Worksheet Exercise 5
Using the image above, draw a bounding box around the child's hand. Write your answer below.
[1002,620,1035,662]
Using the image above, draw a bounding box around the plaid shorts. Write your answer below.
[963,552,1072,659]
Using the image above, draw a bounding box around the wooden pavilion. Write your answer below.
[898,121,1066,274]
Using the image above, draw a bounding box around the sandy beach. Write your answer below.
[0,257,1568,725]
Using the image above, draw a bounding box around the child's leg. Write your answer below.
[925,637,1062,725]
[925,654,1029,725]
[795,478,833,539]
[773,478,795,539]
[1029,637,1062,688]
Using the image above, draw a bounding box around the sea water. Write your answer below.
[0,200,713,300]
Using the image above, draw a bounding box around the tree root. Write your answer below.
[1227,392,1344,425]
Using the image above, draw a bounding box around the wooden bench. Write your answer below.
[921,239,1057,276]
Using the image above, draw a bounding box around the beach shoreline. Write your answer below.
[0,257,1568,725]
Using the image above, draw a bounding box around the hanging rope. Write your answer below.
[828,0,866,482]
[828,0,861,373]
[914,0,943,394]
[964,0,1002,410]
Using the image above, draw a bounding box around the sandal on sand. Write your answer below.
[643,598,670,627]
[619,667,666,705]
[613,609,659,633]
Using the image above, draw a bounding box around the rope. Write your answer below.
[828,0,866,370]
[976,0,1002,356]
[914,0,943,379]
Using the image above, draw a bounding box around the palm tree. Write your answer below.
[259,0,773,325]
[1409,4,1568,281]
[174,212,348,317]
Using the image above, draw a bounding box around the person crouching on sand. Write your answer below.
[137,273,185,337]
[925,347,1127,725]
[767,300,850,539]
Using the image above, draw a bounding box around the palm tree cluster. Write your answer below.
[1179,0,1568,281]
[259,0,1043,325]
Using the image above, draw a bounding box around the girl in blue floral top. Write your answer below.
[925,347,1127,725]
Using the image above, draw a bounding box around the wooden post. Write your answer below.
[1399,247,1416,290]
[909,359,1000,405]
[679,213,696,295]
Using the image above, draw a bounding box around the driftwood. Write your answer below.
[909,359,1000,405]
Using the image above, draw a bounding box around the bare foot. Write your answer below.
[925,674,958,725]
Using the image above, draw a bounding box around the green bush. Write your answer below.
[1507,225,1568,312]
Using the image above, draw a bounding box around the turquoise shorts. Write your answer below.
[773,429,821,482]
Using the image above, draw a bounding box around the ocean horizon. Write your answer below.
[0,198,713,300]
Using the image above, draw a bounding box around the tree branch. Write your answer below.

···

(Task goal):
Rewrite the listing above as a numbered list with no blank lines, starting at its first line and ending after the line that contains "[613,609,659,633]".

(Exercise result):
1. Worksheet Exercise 5
2. Using the image above, draw a bounding box around the child's hand. Write your answer below.
3. [1002,620,1035,662]
4. Using the image above, draw a bounding box around the plaid shorts. Write your answer below.
5. [963,552,1072,659]
6. Using the image above, draw a bounding box around the wooden pavilion. Write your answer below.
7. [898,121,1066,274]
8. Using the image above, draw a bounding box around the sandy beach. Write your answer below.
9. [0,257,1568,725]
10. Using the image above, draw a bounding box around the child's leg. Write your answer below.
11. [925,637,1062,725]
12. [925,654,1029,725]
13. [795,478,833,539]
14. [773,478,795,539]
15. [1029,637,1062,688]
16. Using the image above, draw a bounding box around the sea water. Write your answer below.
17. [0,200,713,300]
18. Using the image above, draw a bounding box around the tree root. Write your answer below.
19. [1227,392,1344,425]
20. Using the image above, draw a bounding box around the wooden bench. Write your answer below.
21. [921,239,1057,276]
22. Using the image above, draw a bounding box around the beach shoreline. Write your answer below.
23. [0,257,1568,725]
24. Using the image above, draw a bounding box around the hanging rope. Write your answer below.
25. [828,0,866,482]
26. [828,0,861,373]
27. [914,0,943,394]
28. [964,0,1002,410]
29. Using the image above, draw a bounding box around the sandal on sand. Write your answer below.
30. [643,598,670,627]
31. [619,667,666,705]
32. [613,609,659,633]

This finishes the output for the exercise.